[Natural language region descriptions]
---

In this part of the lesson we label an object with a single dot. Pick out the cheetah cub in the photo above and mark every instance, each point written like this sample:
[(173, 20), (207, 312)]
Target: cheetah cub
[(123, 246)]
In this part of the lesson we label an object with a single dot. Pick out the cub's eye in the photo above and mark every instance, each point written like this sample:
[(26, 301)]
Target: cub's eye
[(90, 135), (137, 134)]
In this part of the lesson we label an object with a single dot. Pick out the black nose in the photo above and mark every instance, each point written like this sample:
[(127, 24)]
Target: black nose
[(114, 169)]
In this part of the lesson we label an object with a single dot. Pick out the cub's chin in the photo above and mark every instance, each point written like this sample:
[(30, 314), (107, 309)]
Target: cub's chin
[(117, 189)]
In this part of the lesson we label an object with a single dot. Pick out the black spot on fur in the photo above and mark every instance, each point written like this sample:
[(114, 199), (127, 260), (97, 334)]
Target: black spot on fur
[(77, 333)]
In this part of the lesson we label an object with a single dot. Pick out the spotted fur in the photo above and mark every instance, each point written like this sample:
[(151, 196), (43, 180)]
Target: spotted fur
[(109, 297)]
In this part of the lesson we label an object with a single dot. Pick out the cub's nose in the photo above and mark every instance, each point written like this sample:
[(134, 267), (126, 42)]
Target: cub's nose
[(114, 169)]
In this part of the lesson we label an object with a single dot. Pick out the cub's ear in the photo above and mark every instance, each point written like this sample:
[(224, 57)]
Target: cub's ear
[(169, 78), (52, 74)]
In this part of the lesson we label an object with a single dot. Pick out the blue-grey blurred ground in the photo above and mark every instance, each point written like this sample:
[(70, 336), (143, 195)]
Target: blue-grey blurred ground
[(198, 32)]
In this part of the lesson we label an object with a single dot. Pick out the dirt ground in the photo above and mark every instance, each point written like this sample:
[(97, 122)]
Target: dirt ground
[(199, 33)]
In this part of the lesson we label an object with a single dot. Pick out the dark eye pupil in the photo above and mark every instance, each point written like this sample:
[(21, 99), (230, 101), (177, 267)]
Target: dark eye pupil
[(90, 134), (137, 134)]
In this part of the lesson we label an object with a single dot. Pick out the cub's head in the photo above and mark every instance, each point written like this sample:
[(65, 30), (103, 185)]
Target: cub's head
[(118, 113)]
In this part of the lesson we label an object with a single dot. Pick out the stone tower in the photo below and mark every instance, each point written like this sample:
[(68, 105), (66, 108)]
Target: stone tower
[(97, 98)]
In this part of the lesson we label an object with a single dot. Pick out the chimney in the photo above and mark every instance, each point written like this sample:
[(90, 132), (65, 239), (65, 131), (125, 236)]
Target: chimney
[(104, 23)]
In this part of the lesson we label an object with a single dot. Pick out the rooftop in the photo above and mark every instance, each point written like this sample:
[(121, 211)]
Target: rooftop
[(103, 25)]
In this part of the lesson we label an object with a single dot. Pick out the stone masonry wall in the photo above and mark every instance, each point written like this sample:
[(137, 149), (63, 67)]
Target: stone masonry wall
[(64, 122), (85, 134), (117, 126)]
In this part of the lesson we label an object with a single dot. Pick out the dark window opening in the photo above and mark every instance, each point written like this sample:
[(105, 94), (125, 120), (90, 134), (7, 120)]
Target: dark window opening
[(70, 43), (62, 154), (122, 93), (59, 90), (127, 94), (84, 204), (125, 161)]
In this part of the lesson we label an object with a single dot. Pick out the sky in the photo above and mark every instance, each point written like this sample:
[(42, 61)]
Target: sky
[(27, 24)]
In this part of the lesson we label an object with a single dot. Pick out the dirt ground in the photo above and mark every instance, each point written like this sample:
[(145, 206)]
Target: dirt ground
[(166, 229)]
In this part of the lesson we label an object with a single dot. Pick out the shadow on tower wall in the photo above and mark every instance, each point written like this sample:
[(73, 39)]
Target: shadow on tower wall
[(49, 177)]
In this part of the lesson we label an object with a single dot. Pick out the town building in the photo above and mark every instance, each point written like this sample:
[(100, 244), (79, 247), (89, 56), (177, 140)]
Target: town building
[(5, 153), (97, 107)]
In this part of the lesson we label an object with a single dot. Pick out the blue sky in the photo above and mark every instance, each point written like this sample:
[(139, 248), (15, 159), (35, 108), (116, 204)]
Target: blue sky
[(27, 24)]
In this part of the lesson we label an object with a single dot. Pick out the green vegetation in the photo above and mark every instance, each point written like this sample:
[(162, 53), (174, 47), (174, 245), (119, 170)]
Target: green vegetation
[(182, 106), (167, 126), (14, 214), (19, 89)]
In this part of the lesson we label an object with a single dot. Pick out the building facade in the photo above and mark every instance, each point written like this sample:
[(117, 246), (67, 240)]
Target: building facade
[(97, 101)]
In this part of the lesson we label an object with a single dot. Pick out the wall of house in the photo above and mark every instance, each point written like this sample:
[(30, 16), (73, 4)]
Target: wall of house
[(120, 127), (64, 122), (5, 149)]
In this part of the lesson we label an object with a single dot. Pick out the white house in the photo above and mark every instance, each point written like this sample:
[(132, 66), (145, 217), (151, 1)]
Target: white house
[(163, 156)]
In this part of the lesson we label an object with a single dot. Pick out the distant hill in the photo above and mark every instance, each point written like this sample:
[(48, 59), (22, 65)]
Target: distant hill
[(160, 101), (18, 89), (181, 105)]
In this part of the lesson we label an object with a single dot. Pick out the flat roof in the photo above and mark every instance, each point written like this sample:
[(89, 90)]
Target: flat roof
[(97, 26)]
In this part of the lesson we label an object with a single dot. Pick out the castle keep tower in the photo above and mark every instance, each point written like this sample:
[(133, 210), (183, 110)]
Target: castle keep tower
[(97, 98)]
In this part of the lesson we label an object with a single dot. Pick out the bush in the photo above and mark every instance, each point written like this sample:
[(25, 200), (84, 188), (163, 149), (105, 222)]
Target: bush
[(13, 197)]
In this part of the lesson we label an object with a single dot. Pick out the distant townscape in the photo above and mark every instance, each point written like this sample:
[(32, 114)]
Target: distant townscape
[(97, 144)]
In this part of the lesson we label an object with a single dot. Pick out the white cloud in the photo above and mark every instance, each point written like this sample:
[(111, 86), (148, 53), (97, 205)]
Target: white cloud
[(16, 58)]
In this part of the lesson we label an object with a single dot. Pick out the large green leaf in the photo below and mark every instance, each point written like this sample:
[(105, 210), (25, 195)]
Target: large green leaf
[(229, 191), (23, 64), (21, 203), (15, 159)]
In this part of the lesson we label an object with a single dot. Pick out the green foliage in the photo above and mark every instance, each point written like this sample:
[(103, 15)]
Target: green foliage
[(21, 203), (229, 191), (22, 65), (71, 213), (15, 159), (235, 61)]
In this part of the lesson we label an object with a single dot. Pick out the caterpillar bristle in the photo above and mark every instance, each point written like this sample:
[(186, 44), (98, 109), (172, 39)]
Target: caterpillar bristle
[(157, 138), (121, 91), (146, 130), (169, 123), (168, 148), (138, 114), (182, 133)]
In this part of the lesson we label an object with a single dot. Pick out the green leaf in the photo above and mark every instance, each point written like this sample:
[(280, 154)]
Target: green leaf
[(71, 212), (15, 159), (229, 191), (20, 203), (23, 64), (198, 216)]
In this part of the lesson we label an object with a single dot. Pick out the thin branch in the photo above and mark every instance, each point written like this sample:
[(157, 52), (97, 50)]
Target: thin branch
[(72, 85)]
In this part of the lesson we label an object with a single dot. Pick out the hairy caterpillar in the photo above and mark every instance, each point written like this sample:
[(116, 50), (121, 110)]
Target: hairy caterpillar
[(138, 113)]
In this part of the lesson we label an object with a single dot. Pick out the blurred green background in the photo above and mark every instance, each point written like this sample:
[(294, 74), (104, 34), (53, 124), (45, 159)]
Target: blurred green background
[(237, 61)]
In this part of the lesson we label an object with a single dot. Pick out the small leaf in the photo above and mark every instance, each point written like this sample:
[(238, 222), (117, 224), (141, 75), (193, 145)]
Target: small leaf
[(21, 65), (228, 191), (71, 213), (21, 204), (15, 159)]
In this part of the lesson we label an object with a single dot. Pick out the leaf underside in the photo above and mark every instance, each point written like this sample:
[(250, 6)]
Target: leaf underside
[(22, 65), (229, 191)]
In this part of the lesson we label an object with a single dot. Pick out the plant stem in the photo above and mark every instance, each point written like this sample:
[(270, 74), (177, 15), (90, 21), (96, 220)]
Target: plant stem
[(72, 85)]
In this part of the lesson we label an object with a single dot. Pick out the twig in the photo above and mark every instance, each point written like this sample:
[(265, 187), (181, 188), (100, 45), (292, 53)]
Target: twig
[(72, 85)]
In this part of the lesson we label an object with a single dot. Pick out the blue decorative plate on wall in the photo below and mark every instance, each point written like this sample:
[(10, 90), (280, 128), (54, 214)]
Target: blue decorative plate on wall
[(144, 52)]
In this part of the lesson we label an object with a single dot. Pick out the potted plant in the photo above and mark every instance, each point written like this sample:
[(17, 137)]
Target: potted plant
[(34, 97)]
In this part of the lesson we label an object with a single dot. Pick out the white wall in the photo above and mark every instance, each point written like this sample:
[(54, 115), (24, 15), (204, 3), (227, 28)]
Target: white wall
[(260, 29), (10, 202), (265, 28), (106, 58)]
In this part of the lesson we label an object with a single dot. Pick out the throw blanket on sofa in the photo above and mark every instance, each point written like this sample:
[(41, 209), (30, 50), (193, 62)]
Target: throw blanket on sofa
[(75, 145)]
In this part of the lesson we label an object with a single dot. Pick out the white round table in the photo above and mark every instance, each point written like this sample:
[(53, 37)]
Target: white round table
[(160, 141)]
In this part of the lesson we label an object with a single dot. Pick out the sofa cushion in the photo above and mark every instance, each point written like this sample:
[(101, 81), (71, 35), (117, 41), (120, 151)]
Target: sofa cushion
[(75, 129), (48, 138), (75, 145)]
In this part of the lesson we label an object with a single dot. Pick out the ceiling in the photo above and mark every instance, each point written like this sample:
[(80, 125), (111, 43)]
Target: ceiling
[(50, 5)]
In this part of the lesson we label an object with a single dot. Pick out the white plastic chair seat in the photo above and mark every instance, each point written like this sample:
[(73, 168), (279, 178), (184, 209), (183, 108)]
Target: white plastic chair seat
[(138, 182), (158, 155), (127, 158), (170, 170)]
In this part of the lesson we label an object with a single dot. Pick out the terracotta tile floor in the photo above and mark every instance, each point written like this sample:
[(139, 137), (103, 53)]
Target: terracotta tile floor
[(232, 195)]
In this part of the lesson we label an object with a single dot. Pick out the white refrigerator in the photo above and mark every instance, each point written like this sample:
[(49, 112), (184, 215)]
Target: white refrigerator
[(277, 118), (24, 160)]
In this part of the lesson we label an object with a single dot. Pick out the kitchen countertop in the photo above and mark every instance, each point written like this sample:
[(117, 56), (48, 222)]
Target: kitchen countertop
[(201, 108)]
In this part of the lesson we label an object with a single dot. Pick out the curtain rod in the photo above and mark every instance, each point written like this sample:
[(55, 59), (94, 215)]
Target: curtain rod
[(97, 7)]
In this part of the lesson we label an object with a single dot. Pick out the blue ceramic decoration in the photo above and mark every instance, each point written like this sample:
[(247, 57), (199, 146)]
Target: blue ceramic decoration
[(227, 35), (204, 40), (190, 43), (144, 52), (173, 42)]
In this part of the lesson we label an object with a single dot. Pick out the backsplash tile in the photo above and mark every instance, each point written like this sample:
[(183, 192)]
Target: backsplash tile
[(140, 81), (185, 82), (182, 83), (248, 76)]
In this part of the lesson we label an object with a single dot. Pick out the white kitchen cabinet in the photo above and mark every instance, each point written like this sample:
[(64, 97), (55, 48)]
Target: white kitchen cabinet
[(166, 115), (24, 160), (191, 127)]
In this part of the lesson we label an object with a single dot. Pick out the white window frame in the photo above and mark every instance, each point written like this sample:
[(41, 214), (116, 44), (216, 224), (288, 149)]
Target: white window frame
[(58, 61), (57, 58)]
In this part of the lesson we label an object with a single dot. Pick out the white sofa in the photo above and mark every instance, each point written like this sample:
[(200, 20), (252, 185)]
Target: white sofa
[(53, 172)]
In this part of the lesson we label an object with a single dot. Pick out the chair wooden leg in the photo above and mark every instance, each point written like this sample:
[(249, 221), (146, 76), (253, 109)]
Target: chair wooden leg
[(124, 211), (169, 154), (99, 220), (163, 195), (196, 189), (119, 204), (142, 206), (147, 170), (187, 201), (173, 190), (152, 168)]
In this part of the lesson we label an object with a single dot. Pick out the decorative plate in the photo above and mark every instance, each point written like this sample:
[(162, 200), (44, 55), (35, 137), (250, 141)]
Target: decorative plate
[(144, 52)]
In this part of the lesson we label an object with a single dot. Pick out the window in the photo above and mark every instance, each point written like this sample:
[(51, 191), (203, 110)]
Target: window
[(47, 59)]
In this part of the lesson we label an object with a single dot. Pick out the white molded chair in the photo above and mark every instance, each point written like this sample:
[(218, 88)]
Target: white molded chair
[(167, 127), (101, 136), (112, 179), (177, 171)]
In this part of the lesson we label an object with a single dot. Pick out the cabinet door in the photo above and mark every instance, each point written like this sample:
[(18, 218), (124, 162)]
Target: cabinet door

---

Task requirements = For this task, write out exactly the lines of the entries above, starting at the line with "Target: white window frame" and ending at the line with "[(249, 221), (146, 76), (253, 109)]", both included, and no others.

Problem solution =
Target: white window frame
[(58, 61), (57, 58)]
In this part of the lesson we label an object with a single dot. Pick out the white sofa in the photo above and mark every instance, each point written like this sample:
[(200, 20), (252, 185)]
Target: white sofa
[(53, 172)]
In this part of the lesson we label an object with a single dot. Pick out the chair wooden leg in the photo above and mark every instance, each point written like this sample:
[(249, 221), (146, 76), (253, 109)]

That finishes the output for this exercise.